*Written instruction*:
Reproduce the lines below, substituting "Mark" for each occurrence of "Pin" and leaving everything else unchanged.

---+---

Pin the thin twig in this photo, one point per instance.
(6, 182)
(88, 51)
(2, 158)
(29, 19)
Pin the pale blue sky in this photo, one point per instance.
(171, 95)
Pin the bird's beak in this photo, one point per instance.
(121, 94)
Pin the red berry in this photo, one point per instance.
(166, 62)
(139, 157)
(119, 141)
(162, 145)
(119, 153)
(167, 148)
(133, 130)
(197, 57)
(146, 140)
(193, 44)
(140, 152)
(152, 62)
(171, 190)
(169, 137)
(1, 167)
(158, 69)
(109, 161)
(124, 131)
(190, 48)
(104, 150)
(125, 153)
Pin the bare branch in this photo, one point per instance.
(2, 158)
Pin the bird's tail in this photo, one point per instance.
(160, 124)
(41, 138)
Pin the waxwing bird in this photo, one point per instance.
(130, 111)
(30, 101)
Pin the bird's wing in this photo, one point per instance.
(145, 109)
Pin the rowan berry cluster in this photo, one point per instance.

---+---

*Response to this exercise*:
Mark the thin twig in this photo, one point per instance.
(6, 182)
(88, 51)
(2, 158)
(29, 19)
Mark the pale blue sky in this photo, one point per instance.
(171, 95)
Mark the bird's beak in this photo, one point per instance.
(121, 94)
Mark the red berry in this photo, one point per instance.
(166, 62)
(139, 157)
(119, 141)
(162, 145)
(119, 153)
(167, 148)
(133, 130)
(197, 57)
(146, 140)
(193, 44)
(140, 152)
(152, 62)
(171, 190)
(169, 137)
(1, 167)
(158, 69)
(109, 161)
(124, 131)
(190, 48)
(104, 150)
(125, 153)
Mark the bare branch in this photo, one point per instance.
(2, 158)
Mark the bird's tail in this photo, one point per instance.
(160, 124)
(41, 138)
Mark the waxwing bird in this photo, one point per instance.
(130, 111)
(30, 101)
Mark the bird's wing in this photo, one point per instance.
(145, 109)
Mark the rowan berry cluster in this photo, one point per instance.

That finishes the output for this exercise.